__To-do list__
1. In the interview transcript, what film was JB making with Mia Farrow when the call about working with Woody Allen came?
2. Reproduce word for word the stretch of the interview transcript that opens with the words containing "JB: I have seen" and closes with "on film sets.".

__Passage given__
JB: It’s not sold anywhere. I did manage to get quite a good copy now from Channel 4, so we’ve got, now it can be sourced.

 

BH: Okay, so we won’t spoil the excellent… Shall we say it starts off very funny and gets darker as it goes on? Is that a thing you wanted, was that your conception when you found the character? You wanted it to end up in a very strange, dark place?

 

JB: I think it’s just my way, really. And it wasn’t, I just kept him talking, and it amused me most for it to get darker. And then it all made huge sense of course, I mean the nature of these great families.

 

BH: As I say, you wrote it. At that point did you think you’d like to do more writing, or was it just a kind of one-off?

 

JB: I really knew from the word go that I wasn’t a writer. It wasn’t ever going to be something that I’d really do. I didn’t have that discipline and I can only really write for one person, or me. Get four people in a room and all different characters and engaging, I don’t think I could cope with that really.

 

BH: No, fair enough. Well let’s talk about and move on into other film roles, and I’m particularly excited for this next section because you got to work with Woody Allen. And obviously a myriad of actors have worked with Allen over the years, but this has got to be one of his very best films. Let’s have a look.

 

Clip from Bullets Over Broadway

 

JB: I haven’t seen that for… almost ever.

 

BH: Have you not? The whole film? Oh it’s fantastic!

 

JB: I have seen the film but not for a long time. I must look again.

 

BH: It’s fantastic, absolutely. Because you are hysterically funny in it, it’s a great film, but you spend an inordinate amount of time eating in that film, so how did you deal with that?

 

JB: The idea of putting on weight wasn’t an issue. It wasn’t a problem, so I didn’t have to worry about it. But it was, I had five different degrees of padding and it was alright. It’s good food in New York.

 

BH: Absolutely, yeah. Especially on film sets.

 

JB: Yeah.

 

BH: How was your Woody Allen experience? Did you have to audition, all of that?

 

JB: No I didn’t. I was actually working with Mia Farrow when I got the call, doing this film Widows’ Peak in Ireland. The day, I got the call the day we started filming, so I thought ‘oh, she’d come straight out of the courtroom’. She’d come straight from the courts to Dublin to film, ‘oh I can’t tell her’. Day one, ‘I’m just going to be working with your ex-husband’. So I kept quiet about it for a while until we’d sort of got to know each other and then I said ‘I’ve got some rather bizarre news. I’ve been asked to work with Woody.’ And she said ‘oh, congratulations, he’s a great director, just don’t have a baby by him.’ I got the call and got the script, and ‘we’d like you to play a comedic role.’ He’d seen Life Is Sweet and Enchanted April I think, he’d been shown those, and it was fine. I was warned, don’t unpack your bags for the first two weeks, you know…

 

BH: Because he famously will change his cast. He completely recast one film I think.

 

JB: He had changed, some of it had changed before I got there. Scenes had been shot twice over with different actors. No, I just kept my head down, and the hairdresser and makeup, one of the team used to say ‘I watch Woody, he likes what you’re doing.’ ‘Oh good!’ I always watch Woody.

 

BH: But that’s about the extent of the feedback you got from the great man?

 

JB: Yes. After one scene, a scene I was coming down the fire escape and in the street, and he was over the other side of the street filming. And I did go over and say ‘was that alright, Woody?’ ‘Yes, that was quite funny, yep.’ So I took that as a compliment.

__Object location annotation data__
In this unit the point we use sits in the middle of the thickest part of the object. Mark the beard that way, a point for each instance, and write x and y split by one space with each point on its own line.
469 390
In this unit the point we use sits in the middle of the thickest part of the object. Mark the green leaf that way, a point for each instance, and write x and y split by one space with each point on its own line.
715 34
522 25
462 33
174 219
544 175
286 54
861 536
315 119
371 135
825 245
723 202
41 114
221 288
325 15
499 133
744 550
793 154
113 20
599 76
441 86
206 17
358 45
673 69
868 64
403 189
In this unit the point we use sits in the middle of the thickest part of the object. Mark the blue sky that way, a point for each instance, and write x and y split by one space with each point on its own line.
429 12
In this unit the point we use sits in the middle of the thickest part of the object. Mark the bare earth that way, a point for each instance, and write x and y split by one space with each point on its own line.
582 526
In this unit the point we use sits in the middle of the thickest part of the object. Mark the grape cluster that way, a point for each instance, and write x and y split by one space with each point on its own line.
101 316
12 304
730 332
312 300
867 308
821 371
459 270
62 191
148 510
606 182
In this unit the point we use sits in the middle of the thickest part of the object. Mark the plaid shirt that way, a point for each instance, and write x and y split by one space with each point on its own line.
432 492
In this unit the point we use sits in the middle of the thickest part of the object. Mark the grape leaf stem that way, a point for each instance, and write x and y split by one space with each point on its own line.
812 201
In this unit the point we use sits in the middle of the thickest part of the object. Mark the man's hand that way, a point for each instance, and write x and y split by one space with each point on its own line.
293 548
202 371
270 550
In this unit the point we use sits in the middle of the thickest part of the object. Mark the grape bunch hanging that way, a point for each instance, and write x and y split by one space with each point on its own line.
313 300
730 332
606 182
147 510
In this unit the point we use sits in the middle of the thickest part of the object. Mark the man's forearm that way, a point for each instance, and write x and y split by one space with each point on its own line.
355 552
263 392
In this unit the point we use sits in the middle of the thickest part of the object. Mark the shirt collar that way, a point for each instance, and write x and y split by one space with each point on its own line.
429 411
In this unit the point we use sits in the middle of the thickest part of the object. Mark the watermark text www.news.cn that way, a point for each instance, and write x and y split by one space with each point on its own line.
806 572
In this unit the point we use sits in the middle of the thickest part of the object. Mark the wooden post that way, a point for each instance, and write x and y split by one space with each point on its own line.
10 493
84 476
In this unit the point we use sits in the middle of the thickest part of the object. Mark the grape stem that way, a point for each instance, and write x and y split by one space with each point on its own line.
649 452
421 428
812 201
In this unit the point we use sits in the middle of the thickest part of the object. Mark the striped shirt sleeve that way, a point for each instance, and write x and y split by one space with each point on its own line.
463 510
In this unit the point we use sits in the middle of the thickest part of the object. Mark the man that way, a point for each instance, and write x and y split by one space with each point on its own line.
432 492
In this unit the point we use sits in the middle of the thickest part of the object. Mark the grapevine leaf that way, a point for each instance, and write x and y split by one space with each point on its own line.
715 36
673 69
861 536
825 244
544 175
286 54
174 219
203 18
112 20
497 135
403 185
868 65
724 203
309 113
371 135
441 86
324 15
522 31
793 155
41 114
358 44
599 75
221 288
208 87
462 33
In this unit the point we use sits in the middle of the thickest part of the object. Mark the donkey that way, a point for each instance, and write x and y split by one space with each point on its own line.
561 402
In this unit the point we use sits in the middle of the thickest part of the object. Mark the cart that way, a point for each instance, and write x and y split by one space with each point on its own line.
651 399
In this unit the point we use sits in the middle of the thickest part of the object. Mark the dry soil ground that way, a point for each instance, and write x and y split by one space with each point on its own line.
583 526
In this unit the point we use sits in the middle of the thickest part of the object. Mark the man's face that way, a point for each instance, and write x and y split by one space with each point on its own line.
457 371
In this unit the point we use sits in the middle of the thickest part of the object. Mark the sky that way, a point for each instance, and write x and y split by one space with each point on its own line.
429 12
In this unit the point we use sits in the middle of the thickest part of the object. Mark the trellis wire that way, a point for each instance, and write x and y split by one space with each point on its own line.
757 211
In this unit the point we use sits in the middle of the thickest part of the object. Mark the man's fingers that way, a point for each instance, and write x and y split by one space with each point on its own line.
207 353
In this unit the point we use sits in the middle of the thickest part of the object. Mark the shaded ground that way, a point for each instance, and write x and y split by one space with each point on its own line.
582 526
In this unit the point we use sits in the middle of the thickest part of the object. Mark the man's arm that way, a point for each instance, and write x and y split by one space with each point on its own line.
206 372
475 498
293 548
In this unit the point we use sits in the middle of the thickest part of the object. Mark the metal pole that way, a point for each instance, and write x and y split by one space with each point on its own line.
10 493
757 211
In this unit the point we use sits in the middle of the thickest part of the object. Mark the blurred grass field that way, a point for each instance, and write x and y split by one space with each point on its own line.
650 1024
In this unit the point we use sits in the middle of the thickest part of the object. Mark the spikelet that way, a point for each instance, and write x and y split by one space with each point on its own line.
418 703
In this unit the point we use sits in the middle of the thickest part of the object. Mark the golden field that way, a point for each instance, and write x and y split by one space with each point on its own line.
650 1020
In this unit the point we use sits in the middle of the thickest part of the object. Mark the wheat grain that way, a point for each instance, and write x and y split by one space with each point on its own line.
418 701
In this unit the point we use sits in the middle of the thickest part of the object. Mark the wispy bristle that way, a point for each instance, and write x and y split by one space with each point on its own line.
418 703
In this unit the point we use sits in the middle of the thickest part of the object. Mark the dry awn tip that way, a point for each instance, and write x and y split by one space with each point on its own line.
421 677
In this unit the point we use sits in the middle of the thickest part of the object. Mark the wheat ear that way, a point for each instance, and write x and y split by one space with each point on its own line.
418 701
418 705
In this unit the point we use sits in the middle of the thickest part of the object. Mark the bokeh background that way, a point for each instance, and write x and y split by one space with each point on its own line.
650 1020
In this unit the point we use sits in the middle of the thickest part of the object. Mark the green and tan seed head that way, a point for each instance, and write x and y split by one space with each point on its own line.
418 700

__Task-by-task outputs__
1. Widows’ Peak, filming in Ireland.

2.
JB: I have seen the film but not for a long time. I must look again.

 

BH: It’s fantastic, absolutely. Because you are hysterically funny in it, it’s a great film, but you spend an inordinate amount of time eating in that film, so how did you deal with that?

 

JB: The idea of putting on weight wasn’t an issue. It wasn’t a problem, so I didn’t have to worry about it. But it was, I had five different degrees of padding and it was alright. It’s good food in New York.

 

BH: Absolutely, yeah. Especially on film sets.